## Work order
Report how many lines of these entries hold the string "below"; reply with the number alone.

***** Record set

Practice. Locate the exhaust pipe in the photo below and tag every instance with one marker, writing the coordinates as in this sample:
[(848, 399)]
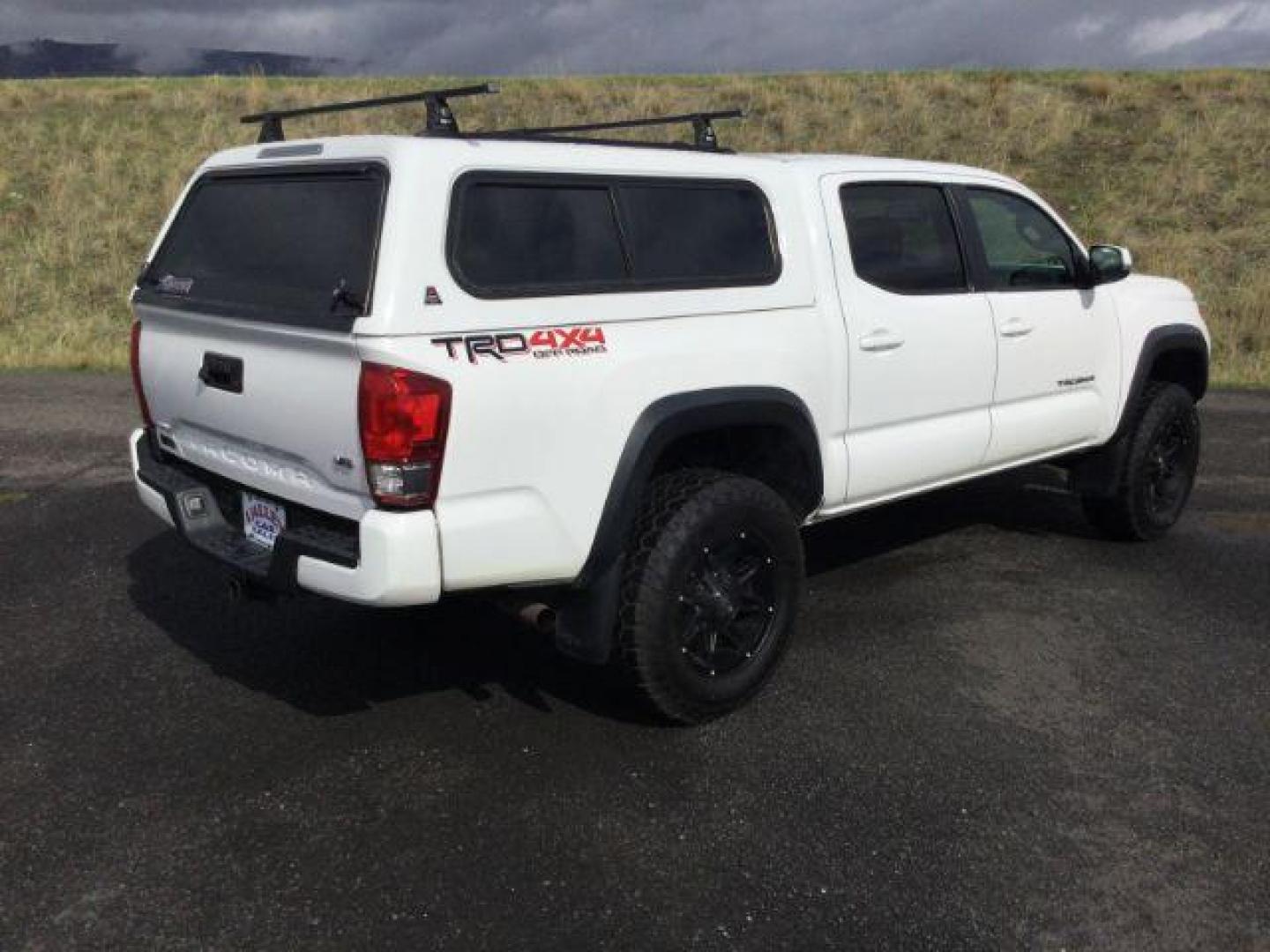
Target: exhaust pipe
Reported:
[(539, 617), (242, 589), (534, 616)]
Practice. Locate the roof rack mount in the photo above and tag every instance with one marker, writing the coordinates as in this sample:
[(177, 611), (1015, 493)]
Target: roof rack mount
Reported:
[(442, 122), (441, 118), (703, 130)]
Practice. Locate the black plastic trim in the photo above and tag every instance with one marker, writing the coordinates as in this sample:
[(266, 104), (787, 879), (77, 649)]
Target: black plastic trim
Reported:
[(614, 184), (684, 414), (1159, 342), (1097, 472)]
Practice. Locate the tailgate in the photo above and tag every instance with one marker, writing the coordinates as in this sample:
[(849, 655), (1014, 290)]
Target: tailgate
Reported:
[(288, 426), (247, 309)]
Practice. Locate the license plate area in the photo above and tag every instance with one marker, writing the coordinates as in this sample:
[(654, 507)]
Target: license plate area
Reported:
[(263, 519)]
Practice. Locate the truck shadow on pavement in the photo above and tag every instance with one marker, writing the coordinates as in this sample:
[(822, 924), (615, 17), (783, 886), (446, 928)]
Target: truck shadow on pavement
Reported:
[(328, 658)]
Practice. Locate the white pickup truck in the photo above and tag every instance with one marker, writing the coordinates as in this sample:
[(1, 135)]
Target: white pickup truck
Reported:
[(616, 378)]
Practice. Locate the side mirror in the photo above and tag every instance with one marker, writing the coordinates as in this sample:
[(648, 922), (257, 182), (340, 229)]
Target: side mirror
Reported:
[(1110, 263)]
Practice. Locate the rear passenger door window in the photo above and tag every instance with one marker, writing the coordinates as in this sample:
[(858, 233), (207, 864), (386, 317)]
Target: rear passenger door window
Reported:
[(903, 239), (1022, 247)]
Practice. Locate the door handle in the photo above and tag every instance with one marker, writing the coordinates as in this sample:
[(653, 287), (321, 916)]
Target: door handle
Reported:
[(880, 340)]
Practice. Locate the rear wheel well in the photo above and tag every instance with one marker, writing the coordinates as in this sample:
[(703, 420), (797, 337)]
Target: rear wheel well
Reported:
[(768, 453), (1183, 366)]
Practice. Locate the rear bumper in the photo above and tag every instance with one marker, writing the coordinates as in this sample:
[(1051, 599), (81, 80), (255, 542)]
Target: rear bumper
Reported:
[(392, 559)]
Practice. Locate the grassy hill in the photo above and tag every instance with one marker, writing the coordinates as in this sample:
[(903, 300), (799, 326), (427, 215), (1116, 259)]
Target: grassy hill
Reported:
[(1174, 165)]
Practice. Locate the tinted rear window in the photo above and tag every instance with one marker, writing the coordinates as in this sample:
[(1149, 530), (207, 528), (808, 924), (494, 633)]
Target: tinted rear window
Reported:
[(539, 236), (903, 239), (556, 235), (295, 248), (686, 233)]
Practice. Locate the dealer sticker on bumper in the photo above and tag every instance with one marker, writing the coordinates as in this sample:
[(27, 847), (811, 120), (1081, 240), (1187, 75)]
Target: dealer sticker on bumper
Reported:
[(262, 521)]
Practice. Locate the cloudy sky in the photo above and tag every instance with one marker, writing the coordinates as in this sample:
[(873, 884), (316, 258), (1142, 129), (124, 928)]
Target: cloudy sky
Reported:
[(672, 36)]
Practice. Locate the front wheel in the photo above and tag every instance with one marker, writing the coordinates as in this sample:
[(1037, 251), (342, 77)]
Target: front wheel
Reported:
[(1159, 470), (710, 591)]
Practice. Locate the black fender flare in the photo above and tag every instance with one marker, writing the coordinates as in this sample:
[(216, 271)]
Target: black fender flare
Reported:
[(588, 611), (1097, 472), (1159, 342)]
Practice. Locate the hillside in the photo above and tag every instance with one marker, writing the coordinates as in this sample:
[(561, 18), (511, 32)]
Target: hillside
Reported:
[(1174, 165)]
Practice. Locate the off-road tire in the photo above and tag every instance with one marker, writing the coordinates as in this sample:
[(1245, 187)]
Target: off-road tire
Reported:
[(1159, 470), (671, 598)]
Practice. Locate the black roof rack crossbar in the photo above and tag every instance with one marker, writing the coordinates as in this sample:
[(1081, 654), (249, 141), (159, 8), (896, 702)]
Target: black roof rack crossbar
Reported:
[(703, 130), (441, 120)]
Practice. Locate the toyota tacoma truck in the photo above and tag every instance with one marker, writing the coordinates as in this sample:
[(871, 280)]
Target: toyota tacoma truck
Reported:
[(617, 377)]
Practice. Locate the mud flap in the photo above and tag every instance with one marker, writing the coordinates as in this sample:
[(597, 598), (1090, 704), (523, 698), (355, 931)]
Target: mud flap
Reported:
[(587, 619)]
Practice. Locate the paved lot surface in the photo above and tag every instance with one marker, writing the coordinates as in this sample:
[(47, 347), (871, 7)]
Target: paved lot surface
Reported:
[(995, 732)]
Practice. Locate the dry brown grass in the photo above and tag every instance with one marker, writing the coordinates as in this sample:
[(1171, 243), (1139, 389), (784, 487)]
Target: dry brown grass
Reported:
[(1174, 165)]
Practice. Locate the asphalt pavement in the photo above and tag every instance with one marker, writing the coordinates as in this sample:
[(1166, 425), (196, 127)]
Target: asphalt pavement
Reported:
[(993, 732)]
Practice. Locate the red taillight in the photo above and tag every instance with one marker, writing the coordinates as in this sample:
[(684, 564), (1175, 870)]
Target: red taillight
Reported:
[(404, 417), (135, 360)]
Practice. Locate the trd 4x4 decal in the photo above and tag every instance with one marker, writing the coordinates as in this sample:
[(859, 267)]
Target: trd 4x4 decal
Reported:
[(544, 344)]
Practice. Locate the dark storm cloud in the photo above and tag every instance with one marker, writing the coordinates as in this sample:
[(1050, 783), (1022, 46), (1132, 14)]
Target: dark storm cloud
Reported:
[(626, 36)]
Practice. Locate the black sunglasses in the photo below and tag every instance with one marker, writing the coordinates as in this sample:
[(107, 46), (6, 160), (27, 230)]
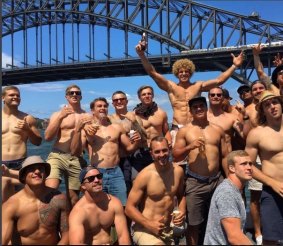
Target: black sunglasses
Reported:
[(72, 93), (216, 94), (117, 99), (92, 178)]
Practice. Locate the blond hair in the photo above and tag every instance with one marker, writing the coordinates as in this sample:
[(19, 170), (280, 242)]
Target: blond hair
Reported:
[(183, 63)]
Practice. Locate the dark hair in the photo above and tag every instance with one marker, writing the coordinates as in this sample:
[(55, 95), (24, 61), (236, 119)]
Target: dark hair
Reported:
[(145, 87), (91, 105)]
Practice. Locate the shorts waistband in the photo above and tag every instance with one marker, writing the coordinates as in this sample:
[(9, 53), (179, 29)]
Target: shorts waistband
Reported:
[(176, 127), (14, 164), (205, 179)]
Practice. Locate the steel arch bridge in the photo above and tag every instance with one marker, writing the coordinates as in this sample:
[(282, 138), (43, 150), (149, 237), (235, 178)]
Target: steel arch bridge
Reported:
[(78, 39)]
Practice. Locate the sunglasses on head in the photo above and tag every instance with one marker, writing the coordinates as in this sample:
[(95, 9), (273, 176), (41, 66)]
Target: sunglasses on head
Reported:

**********

## Completed exercise
2